_REQUIRED TASK_
Please quote only the lines that start at the one with "For every instance of the grassy" and go on to the last line of the data, both ends kept.

_DATASET RECORDS_
◆ ◆ ◆ ◆ ◆

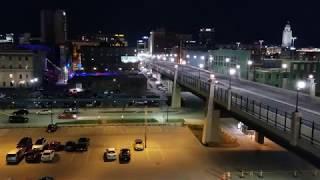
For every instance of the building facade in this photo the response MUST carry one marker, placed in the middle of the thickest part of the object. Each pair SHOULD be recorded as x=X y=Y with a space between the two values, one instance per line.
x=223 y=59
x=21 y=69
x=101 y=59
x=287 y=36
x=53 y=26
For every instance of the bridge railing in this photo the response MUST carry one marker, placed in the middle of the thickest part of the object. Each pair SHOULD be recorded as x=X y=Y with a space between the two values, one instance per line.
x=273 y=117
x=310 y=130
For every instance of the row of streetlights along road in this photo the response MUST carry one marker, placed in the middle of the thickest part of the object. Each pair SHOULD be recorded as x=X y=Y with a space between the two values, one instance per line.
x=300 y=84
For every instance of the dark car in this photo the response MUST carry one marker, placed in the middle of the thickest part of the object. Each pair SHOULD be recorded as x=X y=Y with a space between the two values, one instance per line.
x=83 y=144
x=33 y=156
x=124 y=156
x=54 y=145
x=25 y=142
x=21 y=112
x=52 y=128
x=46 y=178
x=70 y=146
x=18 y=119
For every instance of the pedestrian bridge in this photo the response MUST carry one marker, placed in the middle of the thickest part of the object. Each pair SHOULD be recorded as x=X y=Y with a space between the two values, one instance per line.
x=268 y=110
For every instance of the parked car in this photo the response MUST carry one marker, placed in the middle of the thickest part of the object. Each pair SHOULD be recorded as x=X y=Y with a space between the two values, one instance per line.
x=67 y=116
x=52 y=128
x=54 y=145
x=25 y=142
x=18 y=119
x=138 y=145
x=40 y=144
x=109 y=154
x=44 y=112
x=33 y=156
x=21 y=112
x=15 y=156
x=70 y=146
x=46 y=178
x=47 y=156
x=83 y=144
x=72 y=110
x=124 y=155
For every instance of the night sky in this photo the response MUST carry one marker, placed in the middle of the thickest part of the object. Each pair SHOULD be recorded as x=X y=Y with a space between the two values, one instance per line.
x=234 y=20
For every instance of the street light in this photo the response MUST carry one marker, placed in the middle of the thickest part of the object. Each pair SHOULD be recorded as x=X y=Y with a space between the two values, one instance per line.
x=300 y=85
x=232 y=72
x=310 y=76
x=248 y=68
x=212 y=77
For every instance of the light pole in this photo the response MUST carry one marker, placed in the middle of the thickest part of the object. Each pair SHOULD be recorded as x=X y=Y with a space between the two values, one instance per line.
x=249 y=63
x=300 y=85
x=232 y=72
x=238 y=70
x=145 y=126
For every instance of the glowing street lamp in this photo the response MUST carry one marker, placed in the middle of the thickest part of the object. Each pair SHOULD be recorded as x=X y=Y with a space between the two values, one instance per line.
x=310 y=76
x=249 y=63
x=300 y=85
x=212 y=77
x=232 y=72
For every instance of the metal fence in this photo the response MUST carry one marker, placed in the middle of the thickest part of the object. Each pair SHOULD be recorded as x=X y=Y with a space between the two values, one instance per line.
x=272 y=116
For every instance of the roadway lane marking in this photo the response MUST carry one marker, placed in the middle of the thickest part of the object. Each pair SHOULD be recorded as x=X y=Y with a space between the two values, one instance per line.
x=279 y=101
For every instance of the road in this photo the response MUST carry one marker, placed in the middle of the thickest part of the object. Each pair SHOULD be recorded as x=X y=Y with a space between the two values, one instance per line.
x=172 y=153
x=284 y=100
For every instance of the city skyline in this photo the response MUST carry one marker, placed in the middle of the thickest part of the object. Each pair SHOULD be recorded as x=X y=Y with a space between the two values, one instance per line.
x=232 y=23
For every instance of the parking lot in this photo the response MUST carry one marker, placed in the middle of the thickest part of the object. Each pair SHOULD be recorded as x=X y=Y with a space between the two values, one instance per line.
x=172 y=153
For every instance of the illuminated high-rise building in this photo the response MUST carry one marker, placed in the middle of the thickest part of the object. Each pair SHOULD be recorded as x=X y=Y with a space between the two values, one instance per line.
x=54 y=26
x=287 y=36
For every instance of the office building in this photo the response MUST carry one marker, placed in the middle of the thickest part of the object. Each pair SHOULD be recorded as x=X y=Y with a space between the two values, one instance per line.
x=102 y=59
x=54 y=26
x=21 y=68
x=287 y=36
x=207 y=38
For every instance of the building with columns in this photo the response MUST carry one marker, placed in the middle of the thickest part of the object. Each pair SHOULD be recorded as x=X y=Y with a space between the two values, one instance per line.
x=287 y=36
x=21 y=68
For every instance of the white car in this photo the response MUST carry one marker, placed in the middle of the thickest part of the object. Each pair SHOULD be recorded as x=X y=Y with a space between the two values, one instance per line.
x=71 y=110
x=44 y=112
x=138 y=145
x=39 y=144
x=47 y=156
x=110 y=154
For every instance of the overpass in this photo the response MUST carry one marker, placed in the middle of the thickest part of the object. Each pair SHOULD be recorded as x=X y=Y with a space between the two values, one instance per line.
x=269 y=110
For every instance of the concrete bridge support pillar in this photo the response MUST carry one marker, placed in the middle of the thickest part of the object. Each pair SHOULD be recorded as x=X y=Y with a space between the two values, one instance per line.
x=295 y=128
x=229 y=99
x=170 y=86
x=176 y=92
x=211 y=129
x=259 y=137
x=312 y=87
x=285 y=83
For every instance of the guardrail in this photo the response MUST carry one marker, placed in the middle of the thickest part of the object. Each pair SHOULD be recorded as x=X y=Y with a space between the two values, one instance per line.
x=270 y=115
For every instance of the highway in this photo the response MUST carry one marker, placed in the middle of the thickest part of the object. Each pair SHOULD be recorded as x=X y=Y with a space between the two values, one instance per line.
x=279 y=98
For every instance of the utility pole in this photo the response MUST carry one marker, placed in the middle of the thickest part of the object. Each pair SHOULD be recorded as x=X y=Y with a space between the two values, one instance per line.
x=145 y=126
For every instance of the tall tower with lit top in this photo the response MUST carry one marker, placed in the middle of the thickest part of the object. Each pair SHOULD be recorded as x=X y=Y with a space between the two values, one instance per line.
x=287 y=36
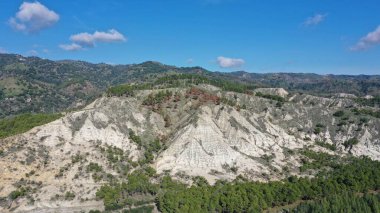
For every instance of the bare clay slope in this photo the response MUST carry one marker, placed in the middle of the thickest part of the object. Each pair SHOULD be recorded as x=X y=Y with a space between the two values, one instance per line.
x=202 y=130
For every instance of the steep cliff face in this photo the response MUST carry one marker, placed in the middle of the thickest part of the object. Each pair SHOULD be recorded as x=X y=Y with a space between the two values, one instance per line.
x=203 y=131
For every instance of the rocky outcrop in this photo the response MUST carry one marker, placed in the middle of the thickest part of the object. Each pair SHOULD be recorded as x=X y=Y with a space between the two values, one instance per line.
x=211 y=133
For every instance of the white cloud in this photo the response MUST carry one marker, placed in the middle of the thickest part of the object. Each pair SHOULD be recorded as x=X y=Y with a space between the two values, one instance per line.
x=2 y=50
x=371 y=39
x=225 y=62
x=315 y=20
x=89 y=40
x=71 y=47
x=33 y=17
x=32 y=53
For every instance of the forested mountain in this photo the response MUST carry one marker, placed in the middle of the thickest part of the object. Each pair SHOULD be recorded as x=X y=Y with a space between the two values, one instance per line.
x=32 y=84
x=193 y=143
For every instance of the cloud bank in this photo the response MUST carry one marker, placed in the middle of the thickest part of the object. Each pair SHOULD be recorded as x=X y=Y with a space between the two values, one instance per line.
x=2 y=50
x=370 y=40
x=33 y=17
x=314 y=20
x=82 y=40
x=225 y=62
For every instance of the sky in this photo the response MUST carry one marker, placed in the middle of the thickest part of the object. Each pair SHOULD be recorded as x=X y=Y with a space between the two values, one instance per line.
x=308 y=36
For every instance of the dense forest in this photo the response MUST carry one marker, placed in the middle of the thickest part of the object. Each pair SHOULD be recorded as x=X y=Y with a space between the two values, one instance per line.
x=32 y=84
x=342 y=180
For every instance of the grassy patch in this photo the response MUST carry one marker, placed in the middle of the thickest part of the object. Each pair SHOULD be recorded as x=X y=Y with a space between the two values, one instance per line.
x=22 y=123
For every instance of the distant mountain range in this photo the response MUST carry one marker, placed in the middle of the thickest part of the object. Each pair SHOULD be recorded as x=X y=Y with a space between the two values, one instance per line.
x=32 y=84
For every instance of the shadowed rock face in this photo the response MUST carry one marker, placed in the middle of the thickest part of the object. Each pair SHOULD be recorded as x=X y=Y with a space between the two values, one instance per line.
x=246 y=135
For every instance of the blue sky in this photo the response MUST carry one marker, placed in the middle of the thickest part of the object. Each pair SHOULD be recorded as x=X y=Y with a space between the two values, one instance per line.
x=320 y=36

◆ ◆ ◆ ◆ ◆

_WORKED ANSWER_
For every instance of the grassy patch in this photo the response MUST carry one marker, placed in the middle of the thickest part of the object. Each pair SHOULD be recorded as x=X y=Y with a space between the two values, one instance per line.
x=22 y=123
For every instance of the distant mountain range in this photo the response MUST carry one marker, placed in the middle of the thickest part of the object. Each pair SHOULD be recorded as x=X y=Y with a space between the two values, one instance per line.
x=32 y=84
For every instance of the shadowed rock face in this photo the response MUST carry one marker, placed in the middle of the thickest part of the object. Each pair SHOULD be recorded as x=X y=Y with a space between the two values, one instance per line.
x=246 y=135
For every instance of the blue sky in this photo the response MUST carry one marker, placed in the middle of the thickest part of the object. Each pair SHOULD be recorded as x=X y=Y with a space between the two values, one instance per line.
x=320 y=36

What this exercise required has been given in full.